> EXCERPTED PASSAGE
%%

Preserve your building’s reputation by being proactive–preventative HVAC maintenance - by Bud Hammer

July 17, 2018 - Spotlights

When someone is not comfortable in a commercial building, whether they are too hot or too cold, they will make their frustration known. No one ever says, “I am so comfortable today!” If occupants are wearing their coats with the space heater under their desk on high in the winter and sweating with a fan continuously blowing warm air in the summer, your building is not running at its optimum performance. 

There are two fundamental operating approaches commercial owners use and live by today. Are you more proactive or reactive in the way you inspect and maintain your building’s HVAC system throughout the year? According to The Federal Energy Management Program’s Operations and Maintenance (O&M) Best Practices Guide, 55% of all building owners and managers approach this financial process reactively, meaning they only fix something once it breaks and it is too late.1 

System interruptions can cause a host of issues, not only are they inconvenient, but also potentially expensive. Clean, well operating systems will provide reliable, efficient service during the extreme weather days. Dirty or old, battered systems will breakdown more often and continually become less efficient with age. If your building is not running properly, it can damage the property owner’s reputation and facility manager’s credentials. Thanks to the internet and review websites such as Glass Door, Google, Yelp and Trip Advisor, individuals will voice and express their anger if an office, hotel room, gym, restaurant, etc. was too hot or cold.

%%

> DATASET SECTION
%%

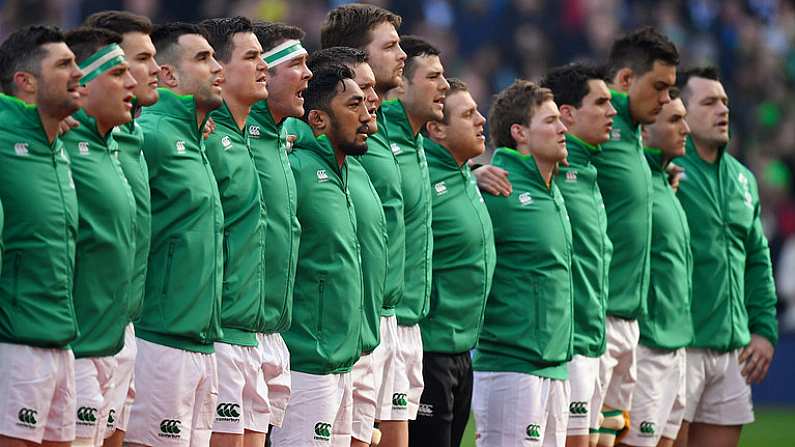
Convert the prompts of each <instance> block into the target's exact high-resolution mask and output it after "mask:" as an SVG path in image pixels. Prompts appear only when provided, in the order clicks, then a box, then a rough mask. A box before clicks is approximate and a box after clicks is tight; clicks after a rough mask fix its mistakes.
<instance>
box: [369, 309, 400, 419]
mask: <svg viewBox="0 0 795 447" xmlns="http://www.w3.org/2000/svg"><path fill="white" fill-rule="evenodd" d="M380 330H381V343H379V344H378V346H376V348H375V350H374V351H373V352H372V353H371V355H373V356H374V359H375V363H376V365H378V364H381V365H382V366H381V368H380V369H379V368H378V367H375V368H373V369H374V370H375V373H376V374H377V375H378V377H376V390H377V395H376V409H375V410H376V411H375V418H376V419H377V420H380V421H390V420H406V417H407V414H406V411H402V410H401V413H403V419H393V418H392V396H393V394H394V393H395V385H396V384H397V383H396V377H397V375H398V374H399V373H401V374H402V372H403V371H404V370H405V366H404V365H403V357H402V353H400V352H399V343H400V340H399V338H398V332H397V331H398V324H397V317H395V316H394V315H392V316H388V317H381V323H380Z"/></svg>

%%

> EXERCISE AIM
Please print the passage of the HVAC maintenance article above that opens with the words containing "System interruptions can" and closes with "hot or cold.", with every word unchanged.

> SOLVED EXERCISE
System interruptions can cause a host of issues, not only are they inconvenient, but also potentially expensive. Clean, well operating systems will provide reliable, efficient service during the extreme weather days. Dirty or old, battered systems will breakdown more often and continually become less efficient with age. If your building is not running properly, it can damage the property owner’s reputation and facility manager’s credentials. Thanks to the internet and review websites such as Glass Door, Google, Yelp and Trip Advisor, individuals will voice and express their anger if an office, hotel room, gym, restaurant, etc. was too hot or cold.